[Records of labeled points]
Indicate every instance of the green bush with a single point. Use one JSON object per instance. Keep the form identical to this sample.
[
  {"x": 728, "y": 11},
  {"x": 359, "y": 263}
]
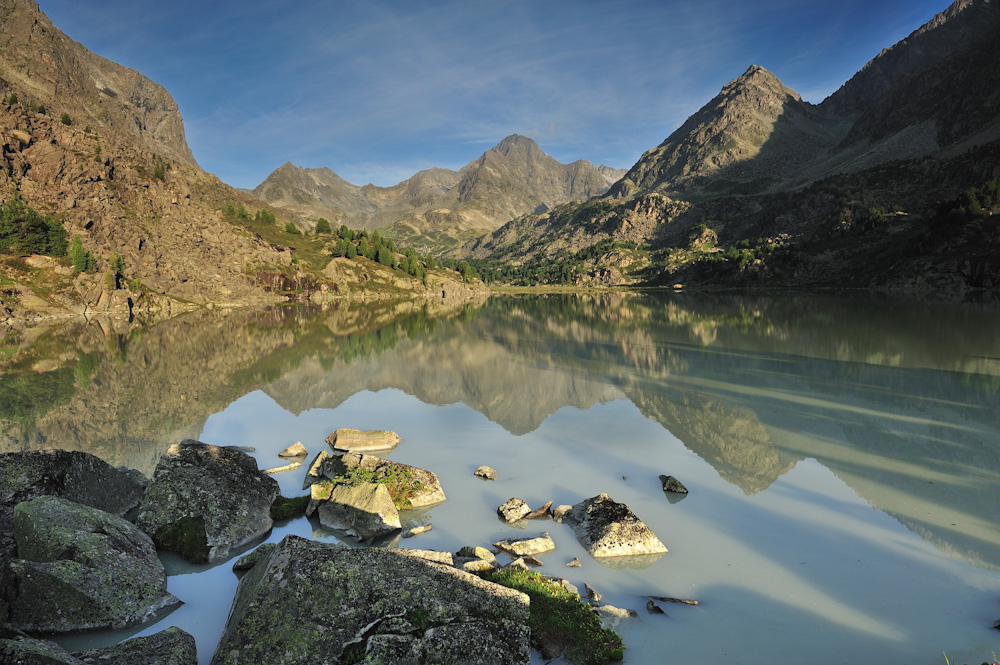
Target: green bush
[
  {"x": 560, "y": 623},
  {"x": 24, "y": 231}
]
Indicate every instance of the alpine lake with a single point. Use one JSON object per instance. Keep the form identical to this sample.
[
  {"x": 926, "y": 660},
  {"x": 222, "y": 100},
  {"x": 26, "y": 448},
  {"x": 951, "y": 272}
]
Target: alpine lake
[{"x": 842, "y": 454}]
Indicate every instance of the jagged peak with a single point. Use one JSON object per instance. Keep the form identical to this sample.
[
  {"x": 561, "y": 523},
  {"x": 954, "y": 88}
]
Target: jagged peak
[
  {"x": 515, "y": 141},
  {"x": 757, "y": 77}
]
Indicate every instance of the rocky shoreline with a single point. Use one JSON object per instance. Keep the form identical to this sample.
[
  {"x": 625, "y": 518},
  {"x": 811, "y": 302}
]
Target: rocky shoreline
[{"x": 70, "y": 560}]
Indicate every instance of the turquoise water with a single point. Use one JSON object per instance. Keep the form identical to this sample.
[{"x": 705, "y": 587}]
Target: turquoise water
[{"x": 843, "y": 456}]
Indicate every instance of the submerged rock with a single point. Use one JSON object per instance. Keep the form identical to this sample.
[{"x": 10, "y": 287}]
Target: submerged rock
[
  {"x": 671, "y": 484},
  {"x": 294, "y": 450},
  {"x": 487, "y": 473},
  {"x": 206, "y": 501},
  {"x": 364, "y": 510},
  {"x": 172, "y": 646},
  {"x": 355, "y": 440},
  {"x": 513, "y": 509},
  {"x": 610, "y": 529},
  {"x": 311, "y": 602},
  {"x": 526, "y": 546},
  {"x": 79, "y": 568}
]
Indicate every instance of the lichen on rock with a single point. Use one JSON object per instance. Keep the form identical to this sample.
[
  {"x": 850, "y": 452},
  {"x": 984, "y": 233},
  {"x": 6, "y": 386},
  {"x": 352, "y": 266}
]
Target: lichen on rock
[
  {"x": 200, "y": 490},
  {"x": 79, "y": 568},
  {"x": 310, "y": 602}
]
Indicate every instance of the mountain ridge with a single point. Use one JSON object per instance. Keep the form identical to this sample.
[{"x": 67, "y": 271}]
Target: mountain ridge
[{"x": 513, "y": 177}]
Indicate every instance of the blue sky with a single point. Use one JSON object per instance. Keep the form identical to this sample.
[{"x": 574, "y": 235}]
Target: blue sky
[{"x": 379, "y": 90}]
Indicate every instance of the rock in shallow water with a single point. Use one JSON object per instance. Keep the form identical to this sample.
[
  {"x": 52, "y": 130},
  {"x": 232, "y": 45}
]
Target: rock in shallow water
[
  {"x": 311, "y": 602},
  {"x": 81, "y": 568},
  {"x": 607, "y": 528},
  {"x": 206, "y": 501}
]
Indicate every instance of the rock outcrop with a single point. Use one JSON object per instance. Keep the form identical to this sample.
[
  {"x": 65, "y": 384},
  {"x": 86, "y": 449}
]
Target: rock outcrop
[
  {"x": 206, "y": 501},
  {"x": 311, "y": 602},
  {"x": 364, "y": 510},
  {"x": 79, "y": 568},
  {"x": 358, "y": 441},
  {"x": 610, "y": 529}
]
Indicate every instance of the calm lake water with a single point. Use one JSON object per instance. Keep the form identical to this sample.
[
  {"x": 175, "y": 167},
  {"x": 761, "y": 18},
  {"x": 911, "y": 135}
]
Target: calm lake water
[{"x": 842, "y": 456}]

OBJECTIVE: Rewrite all the entries above, substituting "Label" for every "Target" and leaving everything else unchanged. Omit the pictures.

FINISHED ANSWER:
Indicate every instance of the green bush with a single point. Use one JSON object per instance. Keep the form identical to this sample.
[
  {"x": 728, "y": 11},
  {"x": 359, "y": 263}
]
Label: green bush
[
  {"x": 560, "y": 623},
  {"x": 24, "y": 231}
]
Indicate every instance of the alpine lake with a single point. Use one JSON object per instance. Keep the form identical to this sample.
[
  {"x": 926, "y": 660},
  {"x": 222, "y": 100},
  {"x": 26, "y": 448},
  {"x": 951, "y": 272}
]
Label: alpine lake
[{"x": 842, "y": 454}]
Indicate every instance of the jagged peak with a single point. Use one JSON object per instance. Keep the form identical to this sample.
[
  {"x": 561, "y": 523},
  {"x": 954, "y": 88}
]
Label: jagged peak
[
  {"x": 515, "y": 141},
  {"x": 757, "y": 77}
]
Indicate every instance of the rocky shoreline with a single point. Use one JSON object per instance. Keep the form identical to this sample.
[
  {"x": 625, "y": 518},
  {"x": 811, "y": 302}
]
Label: rocky shoreline
[{"x": 70, "y": 560}]
Indicate every instance of the turquoise water with a single point. Use one JSON object per instance. Keep the form identical to this sample.
[{"x": 705, "y": 587}]
Label: turquoise water
[{"x": 843, "y": 456}]
Indicate every instance of the submerged rock with a single point. Use one JSON object per instance. Keep the form identical to this sample.
[{"x": 10, "y": 287}]
Label: submerged rock
[
  {"x": 671, "y": 484},
  {"x": 294, "y": 450},
  {"x": 487, "y": 473},
  {"x": 206, "y": 501},
  {"x": 364, "y": 510},
  {"x": 172, "y": 646},
  {"x": 355, "y": 440},
  {"x": 513, "y": 509},
  {"x": 610, "y": 529},
  {"x": 311, "y": 602},
  {"x": 526, "y": 546},
  {"x": 79, "y": 568}
]
Indicate every instance of the lichen on rock with a single point. Use one JSON object per instance. Keep the form identical to this sample.
[
  {"x": 850, "y": 452},
  {"x": 984, "y": 233},
  {"x": 6, "y": 386},
  {"x": 352, "y": 266}
]
Label: lichen on rock
[
  {"x": 200, "y": 490},
  {"x": 79, "y": 568},
  {"x": 310, "y": 602}
]
Indicate every instance of the mountain ridge with a single point. Use one JSON object per instance. Keep the form identical to this sample.
[{"x": 67, "y": 271}]
Label: mountain ridge
[{"x": 513, "y": 177}]
Indicate every instance of the blue sky with a single point. Use one JSON object per instance. Keep the form identical to this sample.
[{"x": 574, "y": 235}]
Label: blue sky
[{"x": 379, "y": 90}]
Indicate every instance of the rock in shallow water with a single point. Use one JSON object per instance. Keep the form identical to this sample.
[
  {"x": 52, "y": 130},
  {"x": 232, "y": 45}
]
Label: rock in shallow water
[
  {"x": 311, "y": 602},
  {"x": 81, "y": 568},
  {"x": 607, "y": 528},
  {"x": 206, "y": 501}
]
Indicate every instance of the rock outcrop with a single point. Use one JSON object per instance. Keep the form identical to this sample.
[
  {"x": 65, "y": 384},
  {"x": 86, "y": 449}
]
Label: rock outcrop
[
  {"x": 206, "y": 501},
  {"x": 311, "y": 602},
  {"x": 364, "y": 510},
  {"x": 79, "y": 568},
  {"x": 358, "y": 441},
  {"x": 610, "y": 529}
]
Indicate every instance of the calm lake water with a single point. Use one JSON object per instance. Keep the form identical to this sample.
[
  {"x": 175, "y": 167},
  {"x": 761, "y": 18},
  {"x": 911, "y": 135}
]
Label: calm lake water
[{"x": 842, "y": 456}]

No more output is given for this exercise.